(Pointing records)
-- Start --

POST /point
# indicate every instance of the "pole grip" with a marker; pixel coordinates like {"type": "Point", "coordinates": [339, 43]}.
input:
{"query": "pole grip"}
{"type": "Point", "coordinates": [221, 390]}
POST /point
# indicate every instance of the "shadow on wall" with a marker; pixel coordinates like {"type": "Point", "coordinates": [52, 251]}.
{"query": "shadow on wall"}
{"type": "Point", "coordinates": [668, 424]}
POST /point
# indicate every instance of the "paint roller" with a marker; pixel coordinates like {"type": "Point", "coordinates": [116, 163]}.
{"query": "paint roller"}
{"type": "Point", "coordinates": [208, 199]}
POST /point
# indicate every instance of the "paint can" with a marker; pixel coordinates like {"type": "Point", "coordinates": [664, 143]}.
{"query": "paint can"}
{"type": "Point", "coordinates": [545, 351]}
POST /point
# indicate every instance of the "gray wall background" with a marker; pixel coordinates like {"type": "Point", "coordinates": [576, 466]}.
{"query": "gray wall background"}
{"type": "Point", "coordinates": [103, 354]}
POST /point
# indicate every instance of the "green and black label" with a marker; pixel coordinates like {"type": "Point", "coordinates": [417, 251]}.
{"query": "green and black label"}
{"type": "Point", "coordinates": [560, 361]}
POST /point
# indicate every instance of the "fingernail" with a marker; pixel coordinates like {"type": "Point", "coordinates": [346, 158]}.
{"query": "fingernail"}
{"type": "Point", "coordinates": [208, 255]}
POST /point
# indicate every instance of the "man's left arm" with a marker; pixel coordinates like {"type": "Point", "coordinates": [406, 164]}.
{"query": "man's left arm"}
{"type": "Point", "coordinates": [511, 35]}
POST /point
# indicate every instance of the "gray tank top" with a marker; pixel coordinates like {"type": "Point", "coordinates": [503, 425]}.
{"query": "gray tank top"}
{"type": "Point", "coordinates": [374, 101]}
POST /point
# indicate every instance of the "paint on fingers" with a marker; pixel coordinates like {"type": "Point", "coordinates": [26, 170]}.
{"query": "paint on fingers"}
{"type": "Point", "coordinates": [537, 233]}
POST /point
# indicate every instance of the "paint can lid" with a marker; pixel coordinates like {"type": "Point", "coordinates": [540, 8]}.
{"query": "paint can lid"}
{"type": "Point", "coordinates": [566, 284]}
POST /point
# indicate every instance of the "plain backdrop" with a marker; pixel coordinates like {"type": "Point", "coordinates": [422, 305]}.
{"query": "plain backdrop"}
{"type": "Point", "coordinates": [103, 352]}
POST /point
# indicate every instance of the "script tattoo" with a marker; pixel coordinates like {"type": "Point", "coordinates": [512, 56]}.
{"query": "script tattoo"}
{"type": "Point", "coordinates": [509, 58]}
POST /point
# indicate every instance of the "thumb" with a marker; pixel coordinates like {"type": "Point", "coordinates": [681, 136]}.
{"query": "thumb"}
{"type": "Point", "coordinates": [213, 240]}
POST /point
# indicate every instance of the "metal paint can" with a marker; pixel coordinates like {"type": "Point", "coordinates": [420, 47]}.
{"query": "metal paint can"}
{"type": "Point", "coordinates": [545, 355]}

-- End --

Repeat the listing in full, keeping every line exactly as it is.

ANSWER TO THE TASK:
POST /point
# indicate every instance of the "pole grip" with a marker; pixel coordinates like {"type": "Point", "coordinates": [339, 43]}.
input:
{"query": "pole grip"}
{"type": "Point", "coordinates": [221, 390]}
POST /point
# indicate every instance of the "shadow on wall" with a marker; pixel coordinates like {"type": "Point", "coordinates": [52, 251]}.
{"query": "shadow on wall"}
{"type": "Point", "coordinates": [668, 424]}
POST /point
# indicate every instance of the "paint roller" with a marker; pixel coordinates like {"type": "Point", "coordinates": [116, 163]}.
{"query": "paint roller"}
{"type": "Point", "coordinates": [208, 199]}
POST /point
# indicate every instance of the "paint can" with a marker; pixel coordinates like {"type": "Point", "coordinates": [664, 143]}.
{"query": "paint can"}
{"type": "Point", "coordinates": [545, 351]}
POST /point
# indicate every instance of the "gray wall background" with a marker; pixel coordinates like {"type": "Point", "coordinates": [576, 466]}.
{"query": "gray wall background"}
{"type": "Point", "coordinates": [103, 354]}
POST /point
# indicate every instance of the "green and black label" with a marker; pixel coordinates like {"type": "Point", "coordinates": [417, 251]}.
{"query": "green and black label"}
{"type": "Point", "coordinates": [560, 361]}
POST /point
# indicate every instance of the "fingernail" with a marker; pixel coordinates like {"type": "Point", "coordinates": [346, 158]}.
{"query": "fingernail"}
{"type": "Point", "coordinates": [208, 255]}
POST /point
# indicate every instance of the "man's left arm" with a marker; pixel coordinates like {"type": "Point", "coordinates": [406, 164]}.
{"query": "man's left arm"}
{"type": "Point", "coordinates": [511, 35]}
POST /point
# indicate every instance of the "gray tank top" with a marker; pixel coordinates like {"type": "Point", "coordinates": [503, 425]}.
{"query": "gray tank top"}
{"type": "Point", "coordinates": [374, 101]}
POST /point
# indicate every instance of the "paint on fingers" with a marker; pixel coordinates like {"type": "Point", "coordinates": [26, 170]}.
{"query": "paint on fingers"}
{"type": "Point", "coordinates": [537, 233]}
POST /point
# indicate every instance of the "paint can lid" with a marker; pixel coordinates like {"type": "Point", "coordinates": [540, 8]}.
{"query": "paint can lid"}
{"type": "Point", "coordinates": [566, 284]}
POST /point
# indicate every instance of the "plain backdrop" with a marker; pixel coordinates like {"type": "Point", "coordinates": [422, 305]}.
{"query": "plain backdrop"}
{"type": "Point", "coordinates": [103, 352]}
POST /point
# indicate every instance of the "script tattoo" with a marker; pixel coordinates like {"type": "Point", "coordinates": [512, 56]}.
{"query": "script tattoo"}
{"type": "Point", "coordinates": [509, 58]}
POST /point
# indicate every instance of the "thumb" with a marker; pixel coordinates like {"type": "Point", "coordinates": [681, 136]}.
{"query": "thumb"}
{"type": "Point", "coordinates": [213, 240]}
POST /point
# indicate every instance of the "metal paint can" with a marker; pixel coordinates like {"type": "Point", "coordinates": [420, 47]}.
{"query": "metal paint can"}
{"type": "Point", "coordinates": [545, 355]}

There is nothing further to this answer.